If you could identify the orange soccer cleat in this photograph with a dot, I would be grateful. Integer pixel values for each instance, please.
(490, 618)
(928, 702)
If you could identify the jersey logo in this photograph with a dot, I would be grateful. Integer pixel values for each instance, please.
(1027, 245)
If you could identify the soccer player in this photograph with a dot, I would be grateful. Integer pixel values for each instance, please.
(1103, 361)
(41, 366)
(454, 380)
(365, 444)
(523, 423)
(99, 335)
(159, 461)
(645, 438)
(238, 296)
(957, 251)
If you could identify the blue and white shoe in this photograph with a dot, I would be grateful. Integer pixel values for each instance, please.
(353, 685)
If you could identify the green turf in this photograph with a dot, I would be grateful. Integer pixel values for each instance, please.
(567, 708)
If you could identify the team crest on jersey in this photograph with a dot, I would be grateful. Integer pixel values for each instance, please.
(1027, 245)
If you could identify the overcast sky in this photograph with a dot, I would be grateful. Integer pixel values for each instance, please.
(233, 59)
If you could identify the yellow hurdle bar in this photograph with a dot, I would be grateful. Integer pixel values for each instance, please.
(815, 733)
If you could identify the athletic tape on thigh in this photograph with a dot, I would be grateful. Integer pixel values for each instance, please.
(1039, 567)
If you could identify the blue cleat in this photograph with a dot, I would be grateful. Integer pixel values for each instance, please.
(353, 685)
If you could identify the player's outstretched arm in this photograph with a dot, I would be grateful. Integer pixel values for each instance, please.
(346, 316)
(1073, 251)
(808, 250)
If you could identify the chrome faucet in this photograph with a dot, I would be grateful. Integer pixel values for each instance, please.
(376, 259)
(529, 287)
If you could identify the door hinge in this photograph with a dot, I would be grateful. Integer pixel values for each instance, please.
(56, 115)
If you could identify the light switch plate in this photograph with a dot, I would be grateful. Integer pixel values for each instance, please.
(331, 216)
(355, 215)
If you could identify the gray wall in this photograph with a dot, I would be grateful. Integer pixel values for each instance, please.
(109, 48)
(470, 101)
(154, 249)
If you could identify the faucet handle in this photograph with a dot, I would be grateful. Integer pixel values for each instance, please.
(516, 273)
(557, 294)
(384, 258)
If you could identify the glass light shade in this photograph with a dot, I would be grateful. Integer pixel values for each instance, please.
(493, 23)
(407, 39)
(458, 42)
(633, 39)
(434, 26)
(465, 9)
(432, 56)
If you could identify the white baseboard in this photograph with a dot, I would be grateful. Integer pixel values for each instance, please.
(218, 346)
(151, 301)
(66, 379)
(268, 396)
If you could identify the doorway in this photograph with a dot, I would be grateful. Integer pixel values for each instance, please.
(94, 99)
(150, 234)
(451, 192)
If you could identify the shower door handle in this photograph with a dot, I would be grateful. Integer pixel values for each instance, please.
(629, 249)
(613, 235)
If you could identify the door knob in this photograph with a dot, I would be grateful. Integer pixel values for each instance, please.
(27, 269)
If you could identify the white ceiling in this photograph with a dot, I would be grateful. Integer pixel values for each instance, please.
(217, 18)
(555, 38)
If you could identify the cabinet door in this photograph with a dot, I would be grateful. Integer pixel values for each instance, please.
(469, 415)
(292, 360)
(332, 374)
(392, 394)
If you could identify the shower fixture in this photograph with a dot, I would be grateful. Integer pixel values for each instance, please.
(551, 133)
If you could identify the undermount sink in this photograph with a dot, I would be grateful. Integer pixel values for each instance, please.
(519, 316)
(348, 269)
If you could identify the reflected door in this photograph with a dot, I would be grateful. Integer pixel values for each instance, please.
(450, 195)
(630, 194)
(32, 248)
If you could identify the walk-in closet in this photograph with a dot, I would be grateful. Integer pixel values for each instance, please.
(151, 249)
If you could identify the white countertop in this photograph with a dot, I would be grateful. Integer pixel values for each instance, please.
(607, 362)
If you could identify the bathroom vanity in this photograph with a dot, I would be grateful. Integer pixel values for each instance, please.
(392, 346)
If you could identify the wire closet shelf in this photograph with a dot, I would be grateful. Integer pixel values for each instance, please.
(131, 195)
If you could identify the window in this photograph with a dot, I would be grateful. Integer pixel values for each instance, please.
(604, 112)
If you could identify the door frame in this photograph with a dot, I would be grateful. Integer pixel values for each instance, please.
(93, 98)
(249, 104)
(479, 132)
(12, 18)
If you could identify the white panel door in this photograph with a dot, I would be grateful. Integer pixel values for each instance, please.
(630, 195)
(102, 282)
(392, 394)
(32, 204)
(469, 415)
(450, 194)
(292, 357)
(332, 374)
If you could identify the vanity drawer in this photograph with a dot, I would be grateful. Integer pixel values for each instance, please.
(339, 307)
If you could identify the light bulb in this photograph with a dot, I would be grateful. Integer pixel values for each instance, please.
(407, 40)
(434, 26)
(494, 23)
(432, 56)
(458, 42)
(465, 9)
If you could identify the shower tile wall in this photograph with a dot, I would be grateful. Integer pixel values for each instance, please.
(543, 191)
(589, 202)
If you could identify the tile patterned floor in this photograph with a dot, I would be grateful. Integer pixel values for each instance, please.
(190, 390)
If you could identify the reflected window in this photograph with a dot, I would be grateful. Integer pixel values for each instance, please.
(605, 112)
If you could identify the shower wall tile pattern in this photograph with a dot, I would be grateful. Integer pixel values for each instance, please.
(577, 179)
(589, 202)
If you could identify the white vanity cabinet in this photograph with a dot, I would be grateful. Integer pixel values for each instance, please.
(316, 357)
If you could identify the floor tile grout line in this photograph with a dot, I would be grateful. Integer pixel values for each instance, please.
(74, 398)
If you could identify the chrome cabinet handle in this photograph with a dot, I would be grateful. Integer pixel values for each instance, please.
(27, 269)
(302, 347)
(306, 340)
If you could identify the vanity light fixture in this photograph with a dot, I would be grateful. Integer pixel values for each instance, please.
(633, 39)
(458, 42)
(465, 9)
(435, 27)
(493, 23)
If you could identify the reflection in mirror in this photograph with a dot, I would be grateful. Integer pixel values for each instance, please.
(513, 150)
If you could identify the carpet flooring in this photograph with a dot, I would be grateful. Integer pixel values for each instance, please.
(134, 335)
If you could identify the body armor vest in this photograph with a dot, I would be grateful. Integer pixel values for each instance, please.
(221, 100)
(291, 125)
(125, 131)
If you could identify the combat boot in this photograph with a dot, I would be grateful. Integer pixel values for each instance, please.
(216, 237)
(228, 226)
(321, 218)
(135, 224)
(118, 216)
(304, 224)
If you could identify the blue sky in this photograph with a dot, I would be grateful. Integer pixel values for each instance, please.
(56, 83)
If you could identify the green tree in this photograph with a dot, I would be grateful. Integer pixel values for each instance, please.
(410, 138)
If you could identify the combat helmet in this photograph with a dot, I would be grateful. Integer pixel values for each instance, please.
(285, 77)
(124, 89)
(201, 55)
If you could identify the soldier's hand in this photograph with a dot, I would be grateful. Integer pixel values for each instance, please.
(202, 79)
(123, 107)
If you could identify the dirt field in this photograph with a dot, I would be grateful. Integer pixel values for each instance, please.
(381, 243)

AIM OF THE EXERCISE:
Print all of the records above again, word for word, with nothing changed or left out.

COMPLETED EXERCISE:
If you could identify the orange soccer cleat in this photograph with a dot, I would be grateful. Integer pixel values for each instance, please.
(490, 618)
(928, 702)
If you could identify the jersey logo in this photograph with a dot, I would be grateful. Integer pixel values for each instance, please.
(1027, 245)
If you could identify the soccer player in this photograph with a dot, I would be grateful. Integer pixel values for each instance, please.
(1103, 361)
(41, 366)
(454, 380)
(365, 444)
(523, 423)
(99, 335)
(159, 461)
(645, 438)
(238, 296)
(957, 251)
If you could identify the blue and white shoe in this photograph with a dot, I would be grateful. Integer pixel values for each instance, please.
(353, 685)
If you could identify the green turf in this photograph with a dot, I would be grateful. Integer pixel values for each instance, please.
(567, 708)
If you could identify the team crest on jersey in this photograph with a dot, I would be grateful. Integer pixel values for each instance, please.
(1027, 245)
If you could identify the overcast sky in this photograph with a dot, I would be grateful. Integer pixel values for each instance, please.
(233, 59)
If you could identify the yellow hurdle bar in this photograph with a dot, I would be grateful. Integer pixel values for each instance, please.
(815, 733)
If you could identify the athletic tape on thigh in this photograph with a dot, I would be grateful. Integer pixel values for each instance, please.
(1039, 567)
If you could identify the blue cleat in this photograph with a dot, I would be grateful. Integer pixel values for each instance, please.
(353, 685)
If you could identify the player's outstretched arm in this photograph with a dot, I would be grateful. Integer pixel values for each instance, please.
(346, 316)
(1073, 251)
(808, 250)
If you could identify the chrome faucet in this photograph with a dot, I would be grateful. Integer pixel values for each instance, please.
(376, 259)
(529, 287)
If you could identify the door hinge in this photograph with a dot, I would be grateful. Integer pixel values for each instance, please.
(56, 115)
If you could identify the light switch plate in this photograph with a dot, I would be grateful. Integer pixel values for each instance, please.
(331, 216)
(355, 215)
If you could identify the gray wall in this photograph with a dot, I would be grateful. Integer pixel values for each instance, please.
(109, 48)
(470, 101)
(154, 249)
If you could identify the faucet handle in this photograph with a dot, I would be grateful. Integer pixel values for each instance, please.
(516, 273)
(557, 294)
(384, 258)
If you could identify the glass light shade in this photograph with a dot, I would be grateful. Integer pixel values for each instance, please.
(493, 23)
(407, 39)
(458, 42)
(633, 39)
(434, 26)
(465, 9)
(432, 56)
If you could identify the white baseboard in this photograph with a dot, I would be grateful. Integer pixel values for each instance, please.
(218, 346)
(151, 301)
(66, 379)
(268, 396)
If you could identify the doorway in this photograph with a dot, I would be grateful. Integer pixel values for each instance, please.
(94, 99)
(150, 234)
(451, 192)
If you could identify the shower door handle in this photograph with a dot, I would be grateful. Integer pixel values for each instance, please.
(629, 249)
(613, 235)
If you could identify the door knob in this photograph with a dot, I would be grateful. Integer pixel values for each instance, please.
(27, 269)
If you could identify the white ceiling in this photograph with a dot, I would be grateful. Integer pixel values for each instance, please.
(217, 18)
(555, 38)
If you could identify the cabinet door in this photograph with a dot, I would be grateful. Integer pixel values for each instance, please.
(469, 415)
(292, 360)
(332, 374)
(392, 394)
If you could identify the shower fixture in this photograph with a dot, I would be grateful. Integer pixel values for each instance, please.
(551, 133)
If you could identify the undermount sink in this photograph with a dot, I would be grateful. Integer pixel values for each instance, please.
(519, 316)
(348, 269)
If you could identify the reflected door in this photograph with a dot, I would be grateful. Integer pixel values for each instance, please.
(450, 195)
(630, 194)
(32, 248)
If you could identify the walk-in closet in this photograph with a dot, I would be grateful. Integer pixel values for each instance, please.
(151, 249)
If you could identify the white countertop in this photograph with a dot, I would be grateful. Integer pixel values for each instance, please.
(607, 362)
If you could identify the bathroom vanity in this photograph with a dot, I would be grateful. Integer pixel values for each instance, please.
(392, 346)
If you could identify the wire closet shelf in this photograph with a dot, I would be grateful. Integer pixel values for each instance, please.
(131, 195)
If you could identify the window in this photograph with a dot, I would be grateful. Integer pixel values for each instance, please.
(604, 112)
If you could identify the door frame in this photograph with a dot, I would be grateful. Integer pixel values for each instance, please.
(93, 98)
(249, 104)
(479, 132)
(12, 18)
If you could identify the white panel door in this photograph with a dot, I would be grateful. Integer pixel values for each instance, please.
(630, 195)
(102, 282)
(392, 394)
(32, 204)
(469, 415)
(450, 194)
(292, 357)
(332, 374)
If you could identify the vanity drawer in this photograph with a dot, I would be grateful. Integer pixel values for each instance, please.
(339, 307)
If you could identify the light bulb in this photograph with a dot, I would be grateful. Integer pixel values for each instance, please.
(407, 40)
(434, 26)
(494, 23)
(432, 56)
(458, 42)
(465, 9)
If you could identify the shower tile wall in this photograph with a dot, I would be grateful. Integer pixel values for each instance, please.
(543, 191)
(589, 202)
If you could identify the tile patterned floor in this photograph with a dot, I would be grateful. Integer pixel values for each instance, please.
(190, 390)
If you could identify the reflected window in this photograph with a dot, I would be grateful. Integer pixel values for each instance, please.
(605, 112)
If you could identify the shower wall tile pattern in this photograph with a dot, I would be grateful. Integer pixel values for each instance, please.
(577, 179)
(589, 202)
If you could identify the white vanity cabinet in this photograph with a dot, I would be grateful. Integer pixel values for each instance, please.
(316, 357)
If you could identify the floor tile grout line in this photograph with a dot, I would be grateful. Integer pixel values for each instance, please.
(74, 398)
If you could identify the chrome cabinet handle in this photograph with a dot, I would be grateful. Integer pixel values for each instance, please.
(27, 269)
(302, 347)
(306, 340)
If you could identify the vanity light fixture in this photograph with a dot, I would be grateful. Integer pixel values for each instance, please.
(633, 39)
(458, 42)
(465, 9)
(435, 27)
(493, 23)
If you could identify the reflection in mirror in this photograph with a dot, I would be grateful. Integer pixel values for each instance, please.
(513, 150)
If you could identify the carpet flooring in this photograph with a dot, I would be grateful. Integer pixel values for each instance, please.
(134, 335)
If you could identify the body armor vest in this photograph with a dot, I would be grateful. Integer pixel values for each instance, please.
(221, 100)
(291, 125)
(125, 131)
If you could identify the combat boot in this photograph with a dot, I would be grateful. Integer pixel values for each instance, please.
(216, 237)
(228, 226)
(321, 218)
(135, 224)
(118, 216)
(304, 224)
If you could identify the blue sky in this photograph with a dot, I would be grateful. Integer pixel values for each instance, please.
(56, 83)
If you could identify the green tree in this photograph with a dot, I would be grateful. Integer pixel values for each instance, please.
(410, 138)
If you could identify the combat helmet in this photograph with a dot, I would be grateful. Integer pixel values for each instance, please.
(285, 77)
(124, 89)
(201, 55)
If you could identify the soldier's hand in this photograph with a dot, I would be grateful. Integer pixel values for each instance, please.
(202, 79)
(123, 107)
If you could identify the dirt field in this photograph with a dot, I would be grateful. Integer pixel values for each instance, please.
(381, 243)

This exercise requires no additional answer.